Performance of view with cuArrays

Hi,

Let x and y be 2 3D arrays of Float32 with size (200,200,200)
I would like to perform the following operation
y[i,:,:]=x[i+1,:,:]-x[i,:,:] for i in [1:199]

I have implement this in a function that can be called both with Arrays and cuArrays:

function Btmult!(y,x)
    s=size(x)
    for i=1:s[1]-1
        yi=view(y,i,:,:)
        xi=view(x, i,:, :)
        xip1=view(x, i+1,:, :)
        yi.=xip1.-xi
    end
end

I have also written a function acting on the third dimension, having in mind that it should be better suited to GPU computations:

function Btmult_plan!(y,x)
    s=size(x)
    for k=1:s[3]-1
        yk=view(y,:,:,k)
        xk=view(x, :, :, k)
        xkp1=view(x, :, :, k+1)
        yk.=xkp1.-xk
    end
end

The performance comparison surprised me because I expected the GPU to perform much faster.

diff=0.0
Btmult!(Array{Float32,3},Array{Float32,3}): t=0.07029846898
Btmult!(CuArray{Float32,3},CuArray{Float32,3}): t=0.00921697145
SpeedUp GPU/CPU=7.62706810597748
diff=0.0
Btmult_plan!(Array{Float32,3},Array{Float32,3}): t=0.0037557243699999996
Btmult_plan!(CuArray{Float32,3},CuArray{Float32,3}): t=0.0014109958899999999
SpeedUp GPU/CPU=2.661754294691815

What would be the most efficient way of implementing this operation on GPU ?

Laurent

Here is the MWE:

using Pkg
using CuArrays
# using BenchmarkTools

function Btmult!(y,x)

**Recorded information:**
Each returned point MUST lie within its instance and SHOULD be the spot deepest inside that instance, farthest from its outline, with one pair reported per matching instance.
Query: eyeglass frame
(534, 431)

**Tasks to carry out:**
• 1. Answer these about the cuArrays view performance post:
(a) What element type and size are the arrays x and y given?
(b) Along which dimension does Btmult_plan! slice the arrays?
(c) What GPU/CPU speedup is reported for Btmult!?
• 2. Resume the cuArrays view performance post from its last line.

**Expected responses:**
• 1.
(a) Float32, with size (200,200,200).
(b) The third dimension.
(c) 7.62706810597748

• 2.
    s=size(x)
    for i=1:s[1]-1
        yi=view(y,i,:,:)
        xi=view(x, i,:, :)
        xip1=view(x, i+1,:, :)
        yi.=xip1.-xi
        # y[i,:,:].=x[i+1,:,:].-x[i,:,:]
    end
end
function Btmult_plan!(y,x)
    s=size(x)
    for k=1:s[3]-1
        yk=view(y,:,:,k)
        xk=view(x, :, :, k)
        xkp1=view(x, :, :, k+1)
        yk.=xkp1.-xk
        # y[:,:,k].=x[:,:,k+1].-x[:,:,k]
    end
end

function permute3D!(y,x)
    permutedims!(y,x,(2,3,1))
end

function init3D(n::Int64)
    xcpu=zeros(Float32,(n,n,n))
    copyto!(xcpu,1:length(xcpu))
    ycpu=zeros(Float32,(n,n,n))
    xgpu = CuArray{Float32}(n, n,n)
    ygpu = CuArray{Float32}(n, n,n)
    copyto!(xgpu,xcpu)
    copyto!(ygpu,ycpu)
    xcpu,ycpu,xgpu,ygpu
end

using LinearAlgebra
function norm_diff_cpugpu(xcpu,xgpu)
    xcpubis=similar(xcpu)
    copyto!(xcpubis,xgpu)
    return norm(xcpubis.-xcpu)
end

function test_binaryf!(y,x,bf)
    nsample=100
    bf(y,x)#warm up
    t=@elapsed for i=1:nsample
        bf(y,x)
    end
    t/=nsample
    return t
end


function test_binaryf_cpugpu(n::Int64,bf)
    (xcpu,ycpu,xgpu,ygpu)=init3D(n)
    tcpu=test_binaryf!(ycpu,xcpu,bf)
    tgpu=test_binaryf!(ygpu,xgpu,bf)
    println("diff=",norm_diff_cpugpu(ycpu,ygpu))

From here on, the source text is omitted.